(O QUE SE PEDE):
Liste, na ordem em que aparecem, todas as expressões que o excerto sobre a frase de Michel Temer coloca entre aspas.

(EXCERTO):
=======

A frase no entanto, nos leva um pouco mais longe, pois devemos nos perguntar o que significa “um governo passar a ter marido”. Michel Temer não é o marido de que o governo precisa, porque se fosse, não precisaria do tempo verbal em que afirma que “precisa passar a ter”. Aquele que precisa passar a ter, não o tem. Logo, ele não é o marido de que governo precisaria em sua própria visão. Além disso, na posição de presidente (que não se esqueça, alcançada por meio de um golpe de Estado) ele ocupa o cargo máximo do “governo”. Poderíamos dizer que o presidente é o próprio governo, que na falta de um presidente o que se tem é um desgoverno, que no contexto de um presidente golpista, se tem um governo golpista. O governo é a cara do presidente, no sentido de ser a parte pelo todo, a metonímia. Hoje, o Brasil é a cara de Michel Temer, digo, convidando a que interpretem essa frase como quiserem, meus caros leitores. Vai ser bom para sentirmos vergonha de nós mesmos.
O marido que “precisa” aparecer para esse governo, pois ele não está ali, nos faz ver que Michel Temer está por demais fixado na figura do marido. Talvez a questão de sua mulher-prótese “bela, recatada e do lar”, coloque-o numa situação ruim, a perguntar-se também ele, o que significa ser um marido para uma pessoa com tal alcunha.
Mas qual será o marido que ele procura para o governo que ele mesmo representa?
Schreber e Deus, Michel e Michele
Certamente tudo isso faz sentido, mas não esgota o incrível conteúdo da frase de um cidadão acostumado à falta de conteúdo e a pagar micos incríveis em circunstâncias as mais diversas.
Dessa vez, Michel Temer fez lembrar um famoso político alemão que escreveu um livro chamado Memórias de um doente dos nervos, sobre o qual Freud escreveu o seu Notas psicanalíticas sobre um relato autobiográfico de um caso de paranoia (Dementia Paranoides), publicado em 1911.

=======

(DADOS DO EXERCÍCIO):
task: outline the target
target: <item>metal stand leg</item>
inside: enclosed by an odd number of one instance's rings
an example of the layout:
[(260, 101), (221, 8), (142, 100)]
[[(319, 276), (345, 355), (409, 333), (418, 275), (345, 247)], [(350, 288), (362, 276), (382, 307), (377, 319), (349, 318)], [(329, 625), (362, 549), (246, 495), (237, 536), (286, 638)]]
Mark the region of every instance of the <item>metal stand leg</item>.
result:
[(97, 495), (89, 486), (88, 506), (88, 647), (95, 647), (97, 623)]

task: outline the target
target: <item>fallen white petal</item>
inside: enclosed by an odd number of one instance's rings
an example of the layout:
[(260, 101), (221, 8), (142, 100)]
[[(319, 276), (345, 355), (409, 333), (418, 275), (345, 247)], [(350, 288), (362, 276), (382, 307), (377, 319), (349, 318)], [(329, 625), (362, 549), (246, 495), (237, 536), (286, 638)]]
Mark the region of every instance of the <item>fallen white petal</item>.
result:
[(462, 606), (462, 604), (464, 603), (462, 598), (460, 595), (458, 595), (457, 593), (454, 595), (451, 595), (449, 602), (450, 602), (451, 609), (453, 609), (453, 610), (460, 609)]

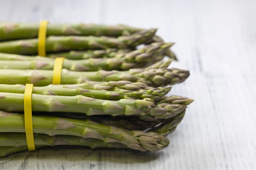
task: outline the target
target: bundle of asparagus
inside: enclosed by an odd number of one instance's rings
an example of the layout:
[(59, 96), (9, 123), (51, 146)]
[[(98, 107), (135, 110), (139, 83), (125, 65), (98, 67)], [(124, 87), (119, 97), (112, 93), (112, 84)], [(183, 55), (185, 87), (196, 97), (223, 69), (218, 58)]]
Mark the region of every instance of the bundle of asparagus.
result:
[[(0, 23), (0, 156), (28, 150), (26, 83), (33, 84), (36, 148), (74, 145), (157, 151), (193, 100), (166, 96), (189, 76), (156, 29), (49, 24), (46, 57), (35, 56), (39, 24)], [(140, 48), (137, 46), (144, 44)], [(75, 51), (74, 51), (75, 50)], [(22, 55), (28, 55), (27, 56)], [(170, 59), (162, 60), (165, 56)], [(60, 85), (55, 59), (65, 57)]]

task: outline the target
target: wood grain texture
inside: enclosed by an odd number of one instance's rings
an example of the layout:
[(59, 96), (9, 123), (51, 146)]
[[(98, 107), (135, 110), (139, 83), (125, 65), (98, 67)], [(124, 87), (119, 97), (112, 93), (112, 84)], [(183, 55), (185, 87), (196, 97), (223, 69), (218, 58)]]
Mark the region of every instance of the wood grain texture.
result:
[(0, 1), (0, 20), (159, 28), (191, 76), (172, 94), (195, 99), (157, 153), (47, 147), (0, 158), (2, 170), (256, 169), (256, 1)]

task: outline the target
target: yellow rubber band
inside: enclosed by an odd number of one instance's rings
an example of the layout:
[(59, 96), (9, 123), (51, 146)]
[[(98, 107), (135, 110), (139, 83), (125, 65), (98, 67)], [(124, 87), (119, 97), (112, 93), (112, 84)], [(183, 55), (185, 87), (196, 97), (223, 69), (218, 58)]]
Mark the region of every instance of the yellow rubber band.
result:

=======

(SOLUÇÃO):
1. “um governo passar a ter marido”
2. “precisa passar a ter”
3. “governo”
4. “precisa”
5. “bela, recatada e do lar”